TASK ITEM ::
Using the data below, return the stretch from the line that contains "Target: building" through the line that contains "Target: steering wheel", both included, exactly as it stands and nothing beyond it.
────────────────────
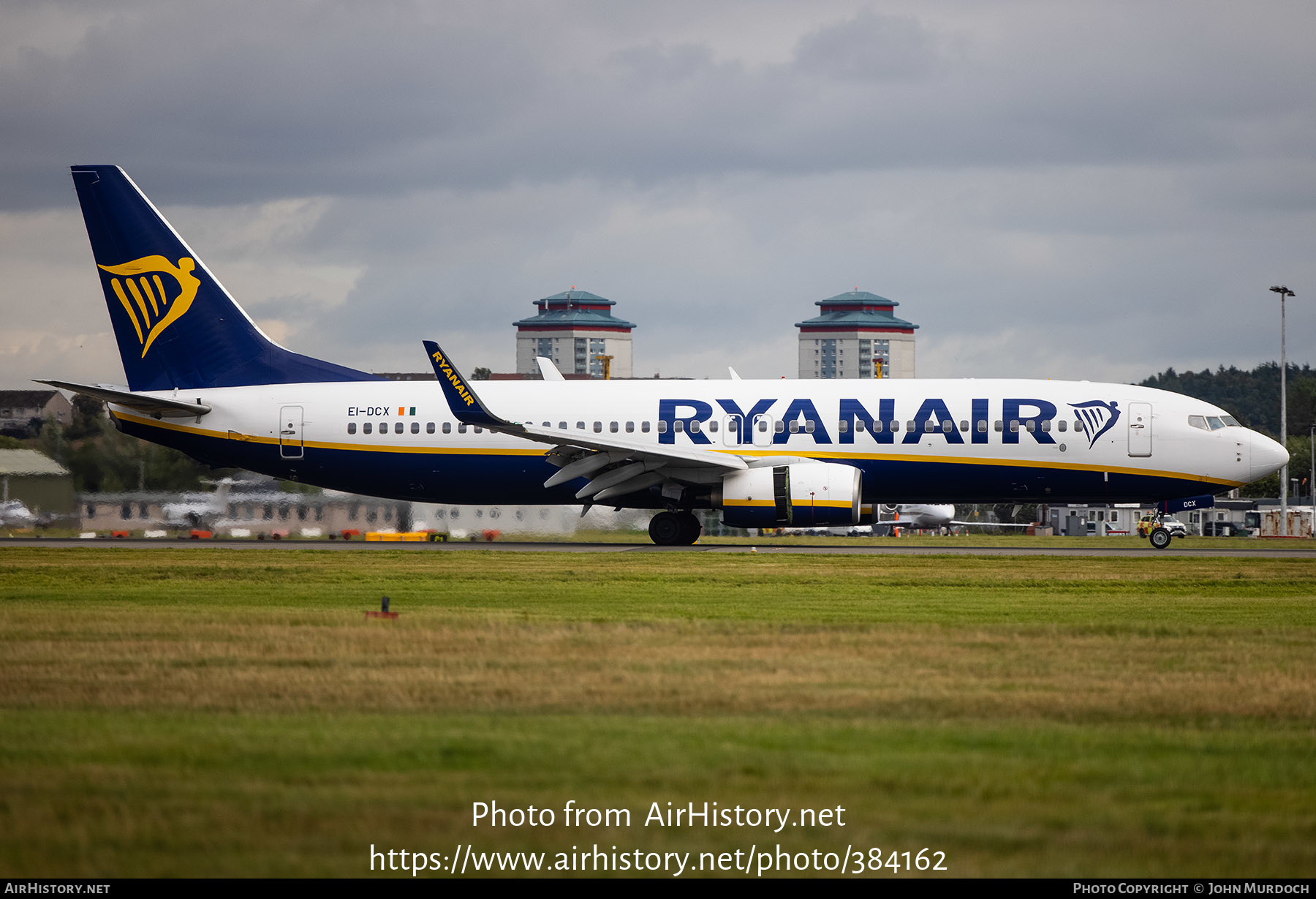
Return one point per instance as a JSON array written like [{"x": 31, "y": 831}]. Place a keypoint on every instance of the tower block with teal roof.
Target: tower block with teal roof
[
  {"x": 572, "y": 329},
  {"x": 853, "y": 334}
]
────────────────────
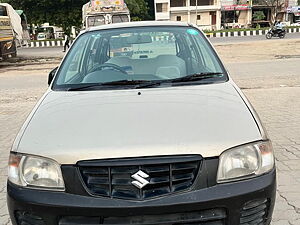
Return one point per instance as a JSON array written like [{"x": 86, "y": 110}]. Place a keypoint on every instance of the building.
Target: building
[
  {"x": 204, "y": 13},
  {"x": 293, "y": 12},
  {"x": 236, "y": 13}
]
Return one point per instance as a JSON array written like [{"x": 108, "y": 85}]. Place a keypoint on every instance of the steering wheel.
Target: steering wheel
────────────────────
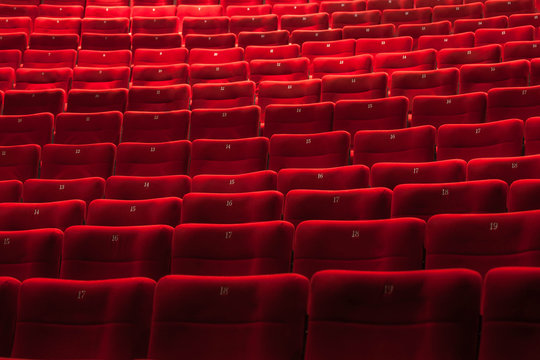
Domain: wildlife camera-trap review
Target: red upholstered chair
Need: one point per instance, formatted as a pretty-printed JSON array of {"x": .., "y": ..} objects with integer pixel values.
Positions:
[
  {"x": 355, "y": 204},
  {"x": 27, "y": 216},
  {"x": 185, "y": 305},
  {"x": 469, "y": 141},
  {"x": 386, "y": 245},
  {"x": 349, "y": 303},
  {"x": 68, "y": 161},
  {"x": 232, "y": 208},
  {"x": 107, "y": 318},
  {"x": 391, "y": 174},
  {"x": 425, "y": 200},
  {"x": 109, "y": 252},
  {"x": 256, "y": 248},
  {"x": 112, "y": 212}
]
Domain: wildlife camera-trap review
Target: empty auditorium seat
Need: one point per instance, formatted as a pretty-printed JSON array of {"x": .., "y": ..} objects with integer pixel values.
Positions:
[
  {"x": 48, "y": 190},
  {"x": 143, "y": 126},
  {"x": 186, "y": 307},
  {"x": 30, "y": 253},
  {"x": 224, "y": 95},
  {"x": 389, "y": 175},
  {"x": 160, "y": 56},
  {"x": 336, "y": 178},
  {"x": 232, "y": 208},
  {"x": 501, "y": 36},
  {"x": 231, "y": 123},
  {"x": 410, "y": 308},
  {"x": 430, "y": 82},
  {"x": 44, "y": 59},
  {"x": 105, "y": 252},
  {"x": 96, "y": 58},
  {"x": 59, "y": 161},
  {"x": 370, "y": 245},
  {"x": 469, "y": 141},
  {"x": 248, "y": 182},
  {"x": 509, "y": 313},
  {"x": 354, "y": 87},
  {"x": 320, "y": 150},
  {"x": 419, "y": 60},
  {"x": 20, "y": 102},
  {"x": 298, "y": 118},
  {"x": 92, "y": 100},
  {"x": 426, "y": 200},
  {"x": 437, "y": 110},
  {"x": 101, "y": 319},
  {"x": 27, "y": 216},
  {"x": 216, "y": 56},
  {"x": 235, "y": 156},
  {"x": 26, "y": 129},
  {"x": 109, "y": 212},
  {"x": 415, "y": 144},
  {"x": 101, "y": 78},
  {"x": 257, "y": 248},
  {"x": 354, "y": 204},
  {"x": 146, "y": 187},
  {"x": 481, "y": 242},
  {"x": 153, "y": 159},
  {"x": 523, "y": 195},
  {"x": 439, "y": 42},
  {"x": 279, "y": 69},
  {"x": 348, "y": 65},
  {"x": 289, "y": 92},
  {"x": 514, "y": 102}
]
────────────────────
OUTPUT FOR THIS TASK ::
Target: building
[
  {"x": 204, "y": 13},
  {"x": 293, "y": 12},
  {"x": 236, "y": 13}
]
Return one point per instance as a JSON array written like [{"x": 108, "y": 85}]. Place a keypoint on every instance of the steering wheel.
Target: steering wheel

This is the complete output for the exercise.